Brano da leggere:
○ ○ ○ ○ ○

Allora Gesù prese a dire loro così: «In verità, in verità vi dico: Il Figlio da sé non può fare nulla, ma soltanto ciò che vede fare al Padre; poiché qualunque cosa Egli faccia, il Figlio lo fa ugualmente [ὁμοίως]»
Ciò che abbiamo detto precedentemente lo spiega, di nuovo, in altro modo, cercando di portare, in ogni modo, i suoi ascoltatori alla conoscenza della verità. Pensando, ripete, in altro modo, l’insegnamento che prima, per la loro mediocrità, non è stato afferrato, e nonostante che l’argomento sia lo stesso, lo tratta però diversamente.
È compito infatti d’un buon maestro non insegnare in fretta né sfiorare l’argomento, ma proporre distintamente l’insegnamento con eleganza e varietà, spiegando spesso la difficoltà delle questioni con un modo di parlare chiaro.
Mescolando pertanto l’umano col divino, e combinando un discorso di media portata con tutti e due gli elementi, in qualche modo fissa lentamente la dignità conveniente all’Unigenito; e mette in rilievo la natura umana, dicendo come Signore e, nello stesso tempo, come uno dei servi: «Il Figlio da sé non può far nulla, ma soltanto ciò che vede fare al Padre. Poiché quanto questi fa, il Figlio similmente lo fa». Egli, in questo modo, dimostra l’identità della sua sostanza col fatto che può fare indifferentemente le stesse cose che sono di Dio Padre, e operare similmente come il Padre.
Infatti, quelle cose che hanno la stessa natura, agiscono similmente; mentre, quelle che hanno una natura diversa, hanno senz’altro un diverso modo di operare.

○ ○ ○ ○ ○

Esercizi da svolgere:
(A) Trascrivi dal brano tutto il testo compreso tra «È compito infatti» e «come il Padre.», estremi inclusi.
(B) Traduci in inglese questa frase del brano: «Infatti, quelle cose che hanno la stessa natura, agiscono similmente; mentre, quelle che hanno una natura diversa, hanno senz'altro un diverso modo di operare.»

Dati estratti:
○ ○ ○ ○ ○

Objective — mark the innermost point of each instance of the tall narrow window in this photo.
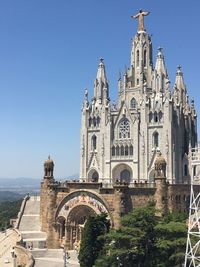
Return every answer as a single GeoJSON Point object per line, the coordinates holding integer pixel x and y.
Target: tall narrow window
{"type": "Point", "coordinates": [150, 117]}
{"type": "Point", "coordinates": [156, 139]}
{"type": "Point", "coordinates": [195, 170]}
{"type": "Point", "coordinates": [98, 121]}
{"type": "Point", "coordinates": [117, 151]}
{"type": "Point", "coordinates": [94, 142]}
{"type": "Point", "coordinates": [137, 58]}
{"type": "Point", "coordinates": [131, 150]}
{"type": "Point", "coordinates": [133, 103]}
{"type": "Point", "coordinates": [156, 117]}
{"type": "Point", "coordinates": [124, 129]}
{"type": "Point", "coordinates": [113, 151]}
{"type": "Point", "coordinates": [122, 150]}
{"type": "Point", "coordinates": [126, 150]}
{"type": "Point", "coordinates": [185, 170]}
{"type": "Point", "coordinates": [94, 121]}
{"type": "Point", "coordinates": [145, 58]}
{"type": "Point", "coordinates": [90, 121]}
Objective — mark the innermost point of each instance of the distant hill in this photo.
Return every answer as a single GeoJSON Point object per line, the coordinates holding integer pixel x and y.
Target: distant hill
{"type": "Point", "coordinates": [10, 196]}
{"type": "Point", "coordinates": [19, 182]}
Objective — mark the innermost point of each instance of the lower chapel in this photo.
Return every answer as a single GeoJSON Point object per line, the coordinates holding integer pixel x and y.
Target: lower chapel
{"type": "Point", "coordinates": [132, 152]}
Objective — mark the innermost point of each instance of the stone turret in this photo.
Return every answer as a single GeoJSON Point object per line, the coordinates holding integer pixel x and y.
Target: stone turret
{"type": "Point", "coordinates": [48, 168]}
{"type": "Point", "coordinates": [161, 185]}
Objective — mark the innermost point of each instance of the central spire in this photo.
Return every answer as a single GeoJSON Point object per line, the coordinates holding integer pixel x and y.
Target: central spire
{"type": "Point", "coordinates": [140, 17]}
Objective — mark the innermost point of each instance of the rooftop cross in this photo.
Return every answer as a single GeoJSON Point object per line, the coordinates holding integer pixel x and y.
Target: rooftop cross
{"type": "Point", "coordinates": [141, 15]}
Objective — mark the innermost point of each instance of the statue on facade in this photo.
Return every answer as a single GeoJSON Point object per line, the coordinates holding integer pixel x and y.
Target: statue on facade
{"type": "Point", "coordinates": [141, 15]}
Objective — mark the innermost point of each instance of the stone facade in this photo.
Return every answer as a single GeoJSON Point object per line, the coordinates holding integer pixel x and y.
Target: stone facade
{"type": "Point", "coordinates": [122, 167]}
{"type": "Point", "coordinates": [120, 141]}
{"type": "Point", "coordinates": [65, 206]}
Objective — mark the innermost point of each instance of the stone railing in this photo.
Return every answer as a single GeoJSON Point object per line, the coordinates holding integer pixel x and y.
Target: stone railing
{"type": "Point", "coordinates": [24, 257]}
{"type": "Point", "coordinates": [20, 213]}
{"type": "Point", "coordinates": [131, 185]}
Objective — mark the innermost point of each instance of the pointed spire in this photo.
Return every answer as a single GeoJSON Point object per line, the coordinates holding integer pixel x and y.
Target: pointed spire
{"type": "Point", "coordinates": [119, 75]}
{"type": "Point", "coordinates": [101, 82]}
{"type": "Point", "coordinates": [160, 62]}
{"type": "Point", "coordinates": [179, 79]}
{"type": "Point", "coordinates": [180, 85]}
{"type": "Point", "coordinates": [101, 73]}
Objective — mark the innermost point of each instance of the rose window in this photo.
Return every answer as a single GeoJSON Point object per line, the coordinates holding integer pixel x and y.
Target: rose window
{"type": "Point", "coordinates": [124, 129]}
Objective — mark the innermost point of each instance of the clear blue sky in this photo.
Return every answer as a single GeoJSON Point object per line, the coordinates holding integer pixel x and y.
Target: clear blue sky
{"type": "Point", "coordinates": [49, 52]}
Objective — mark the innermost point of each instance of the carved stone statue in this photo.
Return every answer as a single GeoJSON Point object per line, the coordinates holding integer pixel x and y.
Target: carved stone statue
{"type": "Point", "coordinates": [141, 15]}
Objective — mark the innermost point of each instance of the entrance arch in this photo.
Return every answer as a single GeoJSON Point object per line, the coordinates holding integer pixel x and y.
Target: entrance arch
{"type": "Point", "coordinates": [75, 209]}
{"type": "Point", "coordinates": [93, 176]}
{"type": "Point", "coordinates": [122, 173]}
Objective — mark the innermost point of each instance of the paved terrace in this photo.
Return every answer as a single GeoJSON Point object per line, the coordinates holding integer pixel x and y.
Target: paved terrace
{"type": "Point", "coordinates": [29, 227]}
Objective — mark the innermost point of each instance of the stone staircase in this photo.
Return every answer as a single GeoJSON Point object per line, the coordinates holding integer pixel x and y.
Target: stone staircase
{"type": "Point", "coordinates": [29, 225]}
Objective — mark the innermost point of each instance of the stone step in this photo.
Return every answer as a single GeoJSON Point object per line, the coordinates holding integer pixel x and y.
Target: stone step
{"type": "Point", "coordinates": [48, 253]}
{"type": "Point", "coordinates": [33, 235]}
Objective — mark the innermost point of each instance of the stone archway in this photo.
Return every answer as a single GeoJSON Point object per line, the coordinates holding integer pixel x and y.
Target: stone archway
{"type": "Point", "coordinates": [75, 209]}
{"type": "Point", "coordinates": [122, 173]}
{"type": "Point", "coordinates": [93, 176]}
{"type": "Point", "coordinates": [75, 223]}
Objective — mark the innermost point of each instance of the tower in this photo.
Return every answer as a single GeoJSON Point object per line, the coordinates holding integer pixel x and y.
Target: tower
{"type": "Point", "coordinates": [192, 256]}
{"type": "Point", "coordinates": [121, 141]}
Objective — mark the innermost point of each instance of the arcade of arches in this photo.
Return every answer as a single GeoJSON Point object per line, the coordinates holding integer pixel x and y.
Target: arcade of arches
{"type": "Point", "coordinates": [73, 214]}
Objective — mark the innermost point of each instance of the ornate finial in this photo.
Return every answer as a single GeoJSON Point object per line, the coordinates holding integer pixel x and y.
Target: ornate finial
{"type": "Point", "coordinates": [141, 15]}
{"type": "Point", "coordinates": [179, 70]}
{"type": "Point", "coordinates": [125, 70]}
{"type": "Point", "coordinates": [119, 75]}
{"type": "Point", "coordinates": [101, 60]}
{"type": "Point", "coordinates": [86, 94]}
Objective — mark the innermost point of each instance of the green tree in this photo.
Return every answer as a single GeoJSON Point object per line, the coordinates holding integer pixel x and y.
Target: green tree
{"type": "Point", "coordinates": [145, 240]}
{"type": "Point", "coordinates": [133, 243]}
{"type": "Point", "coordinates": [91, 244]}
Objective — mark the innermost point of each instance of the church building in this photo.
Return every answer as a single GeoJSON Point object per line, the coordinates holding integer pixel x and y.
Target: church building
{"type": "Point", "coordinates": [132, 152]}
{"type": "Point", "coordinates": [120, 141]}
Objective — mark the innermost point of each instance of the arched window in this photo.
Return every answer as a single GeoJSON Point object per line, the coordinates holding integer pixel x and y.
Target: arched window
{"type": "Point", "coordinates": [90, 121]}
{"type": "Point", "coordinates": [133, 103]}
{"type": "Point", "coordinates": [122, 150]}
{"type": "Point", "coordinates": [160, 116]}
{"type": "Point", "coordinates": [98, 121]}
{"type": "Point", "coordinates": [117, 151]}
{"type": "Point", "coordinates": [125, 176]}
{"type": "Point", "coordinates": [145, 58]}
{"type": "Point", "coordinates": [126, 151]}
{"type": "Point", "coordinates": [94, 142]}
{"type": "Point", "coordinates": [150, 117]}
{"type": "Point", "coordinates": [113, 151]}
{"type": "Point", "coordinates": [94, 121]}
{"type": "Point", "coordinates": [156, 117]}
{"type": "Point", "coordinates": [124, 129]}
{"type": "Point", "coordinates": [131, 150]}
{"type": "Point", "coordinates": [95, 177]}
{"type": "Point", "coordinates": [137, 58]}
{"type": "Point", "coordinates": [156, 139]}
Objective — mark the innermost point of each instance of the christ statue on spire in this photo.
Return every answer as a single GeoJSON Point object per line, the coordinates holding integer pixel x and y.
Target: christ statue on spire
{"type": "Point", "coordinates": [141, 15]}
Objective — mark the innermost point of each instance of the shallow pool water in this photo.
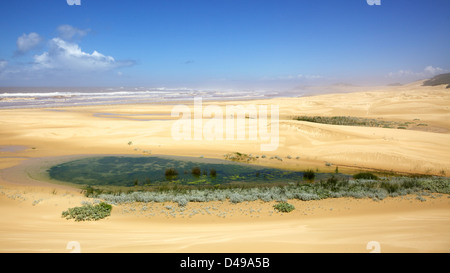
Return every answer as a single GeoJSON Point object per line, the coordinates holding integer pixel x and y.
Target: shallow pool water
{"type": "Point", "coordinates": [159, 170]}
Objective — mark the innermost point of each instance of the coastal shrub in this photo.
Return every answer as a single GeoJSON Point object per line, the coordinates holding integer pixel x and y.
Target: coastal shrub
{"type": "Point", "coordinates": [196, 171]}
{"type": "Point", "coordinates": [284, 207]}
{"type": "Point", "coordinates": [171, 173]}
{"type": "Point", "coordinates": [309, 175]}
{"type": "Point", "coordinates": [369, 176]}
{"type": "Point", "coordinates": [390, 186]}
{"type": "Point", "coordinates": [88, 212]}
{"type": "Point", "coordinates": [332, 187]}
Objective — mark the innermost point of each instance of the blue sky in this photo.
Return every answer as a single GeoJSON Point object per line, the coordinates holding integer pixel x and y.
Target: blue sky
{"type": "Point", "coordinates": [222, 43]}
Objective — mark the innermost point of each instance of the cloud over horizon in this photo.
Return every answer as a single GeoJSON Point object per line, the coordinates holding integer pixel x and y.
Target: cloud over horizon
{"type": "Point", "coordinates": [61, 59]}
{"type": "Point", "coordinates": [68, 33]}
{"type": "Point", "coordinates": [27, 42]}
{"type": "Point", "coordinates": [427, 72]}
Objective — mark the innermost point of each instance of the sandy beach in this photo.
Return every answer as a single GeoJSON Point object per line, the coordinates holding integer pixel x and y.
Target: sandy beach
{"type": "Point", "coordinates": [33, 139]}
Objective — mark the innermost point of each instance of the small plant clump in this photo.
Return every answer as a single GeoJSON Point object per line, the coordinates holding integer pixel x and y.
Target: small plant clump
{"type": "Point", "coordinates": [88, 212]}
{"type": "Point", "coordinates": [309, 175]}
{"type": "Point", "coordinates": [368, 176]}
{"type": "Point", "coordinates": [284, 207]}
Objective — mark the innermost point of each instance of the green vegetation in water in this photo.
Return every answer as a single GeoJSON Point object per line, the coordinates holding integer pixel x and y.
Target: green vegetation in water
{"type": "Point", "coordinates": [284, 207]}
{"type": "Point", "coordinates": [157, 171]}
{"type": "Point", "coordinates": [88, 212]}
{"type": "Point", "coordinates": [358, 121]}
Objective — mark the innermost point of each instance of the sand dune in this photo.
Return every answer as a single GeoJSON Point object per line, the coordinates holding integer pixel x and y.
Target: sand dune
{"type": "Point", "coordinates": [31, 209]}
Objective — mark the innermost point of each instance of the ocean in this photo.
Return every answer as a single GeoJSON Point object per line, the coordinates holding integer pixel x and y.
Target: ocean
{"type": "Point", "coordinates": [42, 97]}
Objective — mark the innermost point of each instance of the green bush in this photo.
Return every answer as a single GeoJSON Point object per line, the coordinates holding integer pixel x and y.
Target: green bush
{"type": "Point", "coordinates": [369, 176]}
{"type": "Point", "coordinates": [196, 171]}
{"type": "Point", "coordinates": [88, 212]}
{"type": "Point", "coordinates": [284, 207]}
{"type": "Point", "coordinates": [309, 175]}
{"type": "Point", "coordinates": [171, 173]}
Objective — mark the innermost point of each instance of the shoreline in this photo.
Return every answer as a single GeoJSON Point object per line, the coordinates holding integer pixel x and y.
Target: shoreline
{"type": "Point", "coordinates": [31, 212]}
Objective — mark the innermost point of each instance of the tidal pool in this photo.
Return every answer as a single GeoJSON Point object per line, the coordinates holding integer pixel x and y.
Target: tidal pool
{"type": "Point", "coordinates": [160, 170]}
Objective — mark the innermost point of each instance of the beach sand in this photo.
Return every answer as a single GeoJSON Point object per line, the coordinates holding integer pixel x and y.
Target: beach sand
{"type": "Point", "coordinates": [30, 206]}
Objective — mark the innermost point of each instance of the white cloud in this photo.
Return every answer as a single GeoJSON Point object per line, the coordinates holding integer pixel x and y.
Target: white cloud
{"type": "Point", "coordinates": [69, 56]}
{"type": "Point", "coordinates": [26, 42]}
{"type": "Point", "coordinates": [433, 70]}
{"type": "Point", "coordinates": [427, 72]}
{"type": "Point", "coordinates": [67, 32]}
{"type": "Point", "coordinates": [62, 62]}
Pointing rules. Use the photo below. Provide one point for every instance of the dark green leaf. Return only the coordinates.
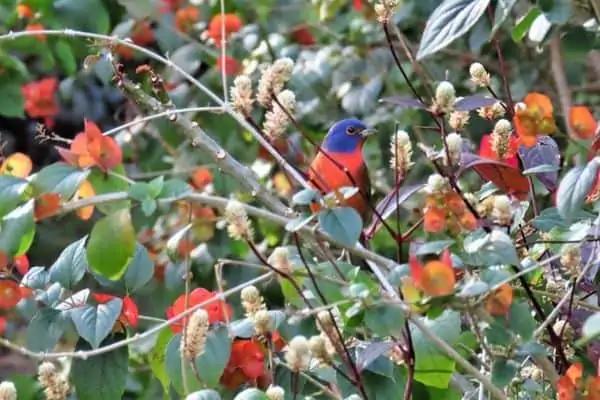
(36, 278)
(59, 178)
(45, 329)
(139, 9)
(503, 9)
(343, 224)
(174, 188)
(524, 24)
(11, 101)
(251, 394)
(449, 21)
(432, 367)
(212, 362)
(139, 271)
(384, 320)
(103, 376)
(94, 323)
(574, 187)
(591, 327)
(11, 193)
(157, 358)
(503, 371)
(305, 197)
(104, 183)
(89, 15)
(111, 245)
(17, 230)
(71, 265)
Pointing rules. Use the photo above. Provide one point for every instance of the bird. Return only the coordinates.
(342, 148)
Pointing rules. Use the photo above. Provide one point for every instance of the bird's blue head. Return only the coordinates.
(346, 136)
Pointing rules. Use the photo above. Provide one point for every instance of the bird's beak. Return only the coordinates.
(365, 133)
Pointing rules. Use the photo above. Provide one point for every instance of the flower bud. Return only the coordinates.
(298, 354)
(401, 153)
(454, 143)
(479, 75)
(458, 120)
(437, 184)
(502, 210)
(241, 94)
(445, 96)
(8, 391)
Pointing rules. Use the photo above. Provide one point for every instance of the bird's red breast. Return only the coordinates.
(326, 176)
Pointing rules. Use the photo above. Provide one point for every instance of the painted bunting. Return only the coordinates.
(343, 146)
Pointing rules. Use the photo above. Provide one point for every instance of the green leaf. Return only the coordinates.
(103, 184)
(524, 24)
(111, 245)
(212, 362)
(102, 376)
(497, 334)
(36, 278)
(17, 230)
(141, 191)
(449, 21)
(157, 358)
(574, 187)
(251, 394)
(205, 394)
(174, 188)
(139, 9)
(591, 327)
(502, 12)
(59, 178)
(139, 271)
(71, 265)
(11, 101)
(94, 323)
(521, 321)
(384, 320)
(173, 367)
(495, 248)
(342, 223)
(11, 192)
(88, 15)
(503, 371)
(45, 329)
(305, 197)
(65, 57)
(434, 368)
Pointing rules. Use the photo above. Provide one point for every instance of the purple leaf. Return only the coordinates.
(406, 102)
(390, 203)
(469, 103)
(545, 152)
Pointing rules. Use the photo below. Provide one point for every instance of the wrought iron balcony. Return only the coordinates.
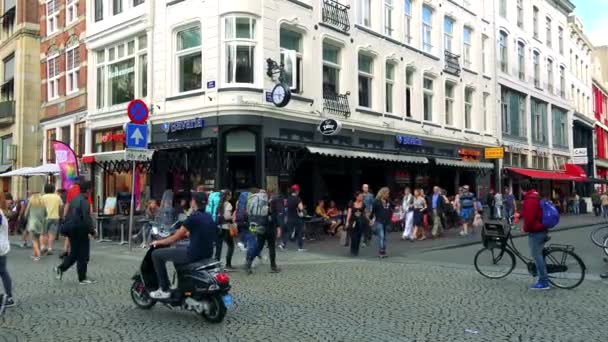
(335, 14)
(452, 65)
(336, 104)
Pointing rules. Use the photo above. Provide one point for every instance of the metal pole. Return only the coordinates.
(132, 210)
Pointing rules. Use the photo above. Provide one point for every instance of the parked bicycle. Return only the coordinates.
(496, 259)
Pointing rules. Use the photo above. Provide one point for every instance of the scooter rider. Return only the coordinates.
(201, 229)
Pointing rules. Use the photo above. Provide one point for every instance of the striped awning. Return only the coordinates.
(464, 164)
(342, 153)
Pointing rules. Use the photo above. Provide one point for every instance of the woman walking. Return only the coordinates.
(35, 215)
(356, 222)
(419, 208)
(6, 300)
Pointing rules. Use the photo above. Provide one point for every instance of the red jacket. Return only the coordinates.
(532, 213)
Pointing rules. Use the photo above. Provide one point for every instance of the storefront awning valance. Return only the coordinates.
(464, 164)
(340, 153)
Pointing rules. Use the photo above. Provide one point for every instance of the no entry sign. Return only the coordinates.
(138, 112)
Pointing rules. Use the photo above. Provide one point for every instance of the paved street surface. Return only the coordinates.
(416, 295)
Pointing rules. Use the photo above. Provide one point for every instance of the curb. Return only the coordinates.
(516, 235)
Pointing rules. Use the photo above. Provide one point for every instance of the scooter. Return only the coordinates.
(201, 288)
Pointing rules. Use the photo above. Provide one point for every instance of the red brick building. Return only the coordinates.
(63, 71)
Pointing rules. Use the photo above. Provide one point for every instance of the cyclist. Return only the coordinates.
(537, 233)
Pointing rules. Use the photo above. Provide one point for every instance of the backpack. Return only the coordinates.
(550, 215)
(212, 205)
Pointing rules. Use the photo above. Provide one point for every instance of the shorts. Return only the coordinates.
(52, 226)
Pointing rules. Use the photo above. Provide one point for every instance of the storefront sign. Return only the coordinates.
(329, 127)
(170, 127)
(409, 141)
(494, 152)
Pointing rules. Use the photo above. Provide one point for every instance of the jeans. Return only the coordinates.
(160, 257)
(536, 242)
(381, 232)
(6, 278)
(79, 255)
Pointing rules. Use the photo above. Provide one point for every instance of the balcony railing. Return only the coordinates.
(336, 104)
(335, 14)
(452, 63)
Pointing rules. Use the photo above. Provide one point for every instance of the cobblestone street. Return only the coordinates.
(318, 297)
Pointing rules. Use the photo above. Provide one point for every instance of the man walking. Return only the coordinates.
(80, 226)
(537, 233)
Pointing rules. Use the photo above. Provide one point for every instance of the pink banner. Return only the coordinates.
(67, 162)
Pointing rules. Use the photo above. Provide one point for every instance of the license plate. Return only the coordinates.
(228, 301)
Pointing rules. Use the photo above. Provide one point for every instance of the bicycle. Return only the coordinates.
(565, 269)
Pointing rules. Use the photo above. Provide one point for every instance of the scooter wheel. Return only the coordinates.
(217, 310)
(140, 296)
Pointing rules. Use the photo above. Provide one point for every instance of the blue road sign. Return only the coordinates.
(137, 136)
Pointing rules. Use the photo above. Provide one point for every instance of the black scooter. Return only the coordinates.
(201, 287)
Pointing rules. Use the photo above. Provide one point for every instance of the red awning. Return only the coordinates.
(550, 175)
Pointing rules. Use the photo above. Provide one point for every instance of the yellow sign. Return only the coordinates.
(494, 152)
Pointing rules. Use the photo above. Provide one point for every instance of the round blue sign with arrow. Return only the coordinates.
(138, 112)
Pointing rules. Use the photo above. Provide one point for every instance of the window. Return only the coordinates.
(116, 7)
(390, 82)
(468, 108)
(364, 10)
(122, 72)
(365, 80)
(331, 68)
(449, 104)
(549, 33)
(535, 21)
(388, 18)
(52, 80)
(502, 8)
(427, 28)
(428, 99)
(466, 49)
(52, 16)
(189, 59)
(520, 13)
(521, 61)
(535, 63)
(560, 39)
(448, 33)
(72, 67)
(409, 88)
(291, 57)
(407, 25)
(71, 11)
(240, 49)
(503, 53)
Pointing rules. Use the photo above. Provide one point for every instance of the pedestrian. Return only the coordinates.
(408, 209)
(53, 203)
(438, 207)
(79, 225)
(419, 207)
(356, 222)
(537, 233)
(224, 221)
(6, 300)
(381, 213)
(295, 213)
(467, 209)
(596, 202)
(35, 216)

○ ○ ○ ○ ○

Risultati attesi:
(A)
È compito infatti d’un buon maestro non insegnare in fretta né sfiorare l’argomento, ma proporre distintamente l’insegnamento con eleganza e varietà, spiegando spesso la difficoltà delle questioni con un modo di parlare chiaro.
Mescolando pertanto l’umano col divino, e combinando un discorso di media portata con tutti e due gli elementi, in qualche modo fissa lentamente la dignità conveniente all’Unigenito; e mette in rilievo la natura umana, dicendo come Signore e, nello stesso tempo, come uno dei servi: «Il Figlio da sé non può far nulla, ma soltanto ciò che vede fare al Padre. Poiché quanto questi fa, il Figlio similmente lo fa». Egli, in questo modo, dimostra l’identità della sua sostanza col fatto che può fare indifferentemente le stesse cose che sono di Dio Padre, e operare similmente come il Padre.

(B) For things that have the same nature act in the same way, whereas things that have a different nature certainly have a different way of operating.